## Begin Entries

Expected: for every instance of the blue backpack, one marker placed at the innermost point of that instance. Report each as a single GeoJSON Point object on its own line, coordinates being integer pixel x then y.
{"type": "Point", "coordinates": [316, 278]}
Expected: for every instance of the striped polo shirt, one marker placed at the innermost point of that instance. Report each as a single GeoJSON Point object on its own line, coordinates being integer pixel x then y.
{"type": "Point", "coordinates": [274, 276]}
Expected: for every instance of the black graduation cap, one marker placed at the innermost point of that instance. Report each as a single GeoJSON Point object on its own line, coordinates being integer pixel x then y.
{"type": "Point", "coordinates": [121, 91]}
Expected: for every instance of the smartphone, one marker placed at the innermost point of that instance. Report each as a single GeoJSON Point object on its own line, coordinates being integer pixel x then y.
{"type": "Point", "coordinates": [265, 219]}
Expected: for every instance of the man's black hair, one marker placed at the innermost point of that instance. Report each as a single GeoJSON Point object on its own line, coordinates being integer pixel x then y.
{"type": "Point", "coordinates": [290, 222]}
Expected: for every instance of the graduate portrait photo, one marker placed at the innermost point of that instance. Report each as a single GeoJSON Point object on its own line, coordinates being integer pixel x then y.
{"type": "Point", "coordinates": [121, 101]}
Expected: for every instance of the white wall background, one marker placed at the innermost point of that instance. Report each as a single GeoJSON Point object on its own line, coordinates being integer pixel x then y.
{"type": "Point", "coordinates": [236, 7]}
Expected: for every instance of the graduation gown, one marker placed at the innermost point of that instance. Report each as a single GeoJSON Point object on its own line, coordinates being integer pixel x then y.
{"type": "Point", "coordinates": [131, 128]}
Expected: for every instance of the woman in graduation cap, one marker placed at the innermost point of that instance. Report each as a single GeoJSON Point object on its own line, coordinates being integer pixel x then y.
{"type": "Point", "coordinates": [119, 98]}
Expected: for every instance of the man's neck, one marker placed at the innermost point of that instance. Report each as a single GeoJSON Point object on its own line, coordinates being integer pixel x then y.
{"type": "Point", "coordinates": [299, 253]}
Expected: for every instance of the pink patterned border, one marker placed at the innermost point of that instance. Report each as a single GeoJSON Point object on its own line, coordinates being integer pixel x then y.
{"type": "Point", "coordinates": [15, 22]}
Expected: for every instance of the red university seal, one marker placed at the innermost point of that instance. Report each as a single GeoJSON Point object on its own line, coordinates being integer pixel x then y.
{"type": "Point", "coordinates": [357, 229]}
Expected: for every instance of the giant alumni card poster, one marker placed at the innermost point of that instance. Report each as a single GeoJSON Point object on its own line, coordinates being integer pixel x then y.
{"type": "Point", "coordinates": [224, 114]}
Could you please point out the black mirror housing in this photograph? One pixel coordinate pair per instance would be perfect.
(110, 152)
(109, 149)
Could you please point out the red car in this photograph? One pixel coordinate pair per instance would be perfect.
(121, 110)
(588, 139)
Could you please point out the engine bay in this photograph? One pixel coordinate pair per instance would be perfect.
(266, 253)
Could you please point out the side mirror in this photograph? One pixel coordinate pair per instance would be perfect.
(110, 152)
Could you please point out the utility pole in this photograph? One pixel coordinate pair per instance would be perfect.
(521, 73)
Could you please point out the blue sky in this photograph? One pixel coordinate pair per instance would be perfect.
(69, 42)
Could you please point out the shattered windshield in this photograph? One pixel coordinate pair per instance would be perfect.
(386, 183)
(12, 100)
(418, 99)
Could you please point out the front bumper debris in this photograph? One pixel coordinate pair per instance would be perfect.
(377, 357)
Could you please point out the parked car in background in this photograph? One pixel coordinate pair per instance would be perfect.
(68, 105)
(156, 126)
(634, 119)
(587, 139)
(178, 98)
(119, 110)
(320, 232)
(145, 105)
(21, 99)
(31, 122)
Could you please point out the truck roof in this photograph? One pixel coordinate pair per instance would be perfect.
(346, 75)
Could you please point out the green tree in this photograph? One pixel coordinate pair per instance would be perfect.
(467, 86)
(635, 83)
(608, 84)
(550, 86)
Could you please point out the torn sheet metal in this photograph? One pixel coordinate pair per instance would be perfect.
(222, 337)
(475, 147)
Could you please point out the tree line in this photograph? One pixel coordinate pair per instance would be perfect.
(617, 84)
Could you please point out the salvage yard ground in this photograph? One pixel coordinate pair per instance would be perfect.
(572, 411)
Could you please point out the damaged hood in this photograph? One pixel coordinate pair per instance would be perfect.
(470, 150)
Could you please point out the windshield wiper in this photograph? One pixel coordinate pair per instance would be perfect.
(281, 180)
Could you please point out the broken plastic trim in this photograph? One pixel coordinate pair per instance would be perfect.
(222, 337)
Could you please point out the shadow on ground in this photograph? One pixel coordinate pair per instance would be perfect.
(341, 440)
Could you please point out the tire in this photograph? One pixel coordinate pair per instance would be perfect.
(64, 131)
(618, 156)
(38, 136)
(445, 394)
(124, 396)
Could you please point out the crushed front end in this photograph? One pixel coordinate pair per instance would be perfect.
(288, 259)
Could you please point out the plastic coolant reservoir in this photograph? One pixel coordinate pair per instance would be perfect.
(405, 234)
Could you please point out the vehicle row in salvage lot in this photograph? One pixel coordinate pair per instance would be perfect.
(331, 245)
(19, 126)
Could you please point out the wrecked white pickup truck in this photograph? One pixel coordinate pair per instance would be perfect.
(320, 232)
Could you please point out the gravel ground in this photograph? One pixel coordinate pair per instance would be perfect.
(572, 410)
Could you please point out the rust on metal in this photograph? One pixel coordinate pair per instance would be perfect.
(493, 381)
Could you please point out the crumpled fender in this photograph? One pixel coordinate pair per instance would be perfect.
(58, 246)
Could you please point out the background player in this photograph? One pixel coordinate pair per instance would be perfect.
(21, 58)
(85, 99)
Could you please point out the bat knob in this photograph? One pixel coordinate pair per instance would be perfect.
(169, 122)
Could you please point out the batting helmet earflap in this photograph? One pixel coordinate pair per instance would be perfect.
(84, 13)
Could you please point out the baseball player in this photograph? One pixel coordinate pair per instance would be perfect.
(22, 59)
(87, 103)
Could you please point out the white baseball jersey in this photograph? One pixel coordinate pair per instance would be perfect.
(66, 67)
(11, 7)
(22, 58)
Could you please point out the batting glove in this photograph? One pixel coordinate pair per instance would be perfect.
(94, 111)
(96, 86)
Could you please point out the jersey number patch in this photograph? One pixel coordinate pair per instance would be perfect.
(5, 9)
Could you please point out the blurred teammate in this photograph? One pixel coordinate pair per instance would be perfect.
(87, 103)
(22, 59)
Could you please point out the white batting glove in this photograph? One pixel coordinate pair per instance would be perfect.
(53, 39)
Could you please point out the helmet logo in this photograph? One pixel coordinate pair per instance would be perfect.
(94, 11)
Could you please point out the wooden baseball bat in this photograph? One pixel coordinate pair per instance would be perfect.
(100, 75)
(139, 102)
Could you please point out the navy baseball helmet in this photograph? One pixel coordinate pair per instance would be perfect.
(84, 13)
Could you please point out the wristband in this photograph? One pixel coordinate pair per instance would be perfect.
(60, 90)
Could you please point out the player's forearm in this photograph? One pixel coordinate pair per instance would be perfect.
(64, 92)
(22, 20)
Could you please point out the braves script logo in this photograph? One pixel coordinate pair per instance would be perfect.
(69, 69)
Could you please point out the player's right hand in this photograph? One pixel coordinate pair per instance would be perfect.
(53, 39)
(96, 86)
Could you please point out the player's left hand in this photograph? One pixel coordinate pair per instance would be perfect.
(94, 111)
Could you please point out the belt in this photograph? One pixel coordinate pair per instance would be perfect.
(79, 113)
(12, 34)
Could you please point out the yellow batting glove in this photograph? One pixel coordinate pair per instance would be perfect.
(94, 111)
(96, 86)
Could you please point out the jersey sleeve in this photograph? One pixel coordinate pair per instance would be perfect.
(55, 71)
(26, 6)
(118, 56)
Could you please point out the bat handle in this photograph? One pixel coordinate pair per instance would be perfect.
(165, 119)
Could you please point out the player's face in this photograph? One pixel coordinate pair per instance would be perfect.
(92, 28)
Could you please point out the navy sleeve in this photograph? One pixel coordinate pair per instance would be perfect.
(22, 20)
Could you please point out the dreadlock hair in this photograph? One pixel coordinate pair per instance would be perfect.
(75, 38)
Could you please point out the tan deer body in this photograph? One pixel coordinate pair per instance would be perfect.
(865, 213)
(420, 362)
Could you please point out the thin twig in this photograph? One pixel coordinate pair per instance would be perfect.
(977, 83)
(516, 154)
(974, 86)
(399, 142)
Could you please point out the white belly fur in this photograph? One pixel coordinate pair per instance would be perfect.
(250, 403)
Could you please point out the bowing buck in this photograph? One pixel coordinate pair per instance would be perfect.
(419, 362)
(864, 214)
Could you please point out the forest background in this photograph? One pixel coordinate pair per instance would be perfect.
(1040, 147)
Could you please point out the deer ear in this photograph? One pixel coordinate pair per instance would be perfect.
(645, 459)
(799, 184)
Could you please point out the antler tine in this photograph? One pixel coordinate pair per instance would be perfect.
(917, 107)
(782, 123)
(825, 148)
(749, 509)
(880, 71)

## End Entries

[Problem statement] Write out exactly the lines starting with the one that holds "Could you please point out the belt" and running through the last line above.

[Exercise response]
Could you please point out the belt in this photograph? One pixel coordinate pair per instance would be perfect.
(79, 113)
(12, 34)
Could you please point out the yellow batting glove in this photograph? One pixel coordinate pair per instance would be perfect.
(94, 111)
(96, 86)
Could you please point out the jersey sleeve in this photograph? One pixel coordinate pair per instance would be perfect.
(55, 71)
(26, 6)
(118, 56)
Could you please point out the bat handle in this photograph? One pixel coordinate pair per instance would be perfect.
(165, 119)
Could you please point out the player's face in this photograph? One pixel coordinate pair per instance would be perfect.
(92, 28)
Could you please point out the navy sleeve in this photograph? One pixel coordinate pair per instance would be perfect.
(22, 20)
Could you please point out the dreadlock hair in this photograph? One pixel coordinate pair per instance would be perfect.
(75, 38)
Could you please point out the tan deer body in this photograph? One pixel coordinate pair per instance would be perfect.
(865, 213)
(420, 362)
Could you please point out the thin twig in this photograph? One pixel coordinate pair per instance would be perfect.
(977, 83)
(516, 154)
(974, 86)
(399, 142)
Could you please point out the white belly fur in this photograph? One pixel coordinate pair per instance would be perfect.
(250, 403)
Could you please point out the bowing buck in this photograph? One pixel coordinate pair per instance would be perfect.
(419, 362)
(864, 214)
Could you please point out the forest background in this photograph? One pixel coordinate pair per instance would be perfect.
(1040, 147)
Could you please point out the deer ear in this photograph? One pixel coordinate pair per instance would be perfect.
(645, 459)
(799, 184)
Could you please point out the antler tine in this photograph? One pixel coordinate pair per instance would be perfect.
(917, 107)
(782, 123)
(825, 148)
(749, 509)
(880, 71)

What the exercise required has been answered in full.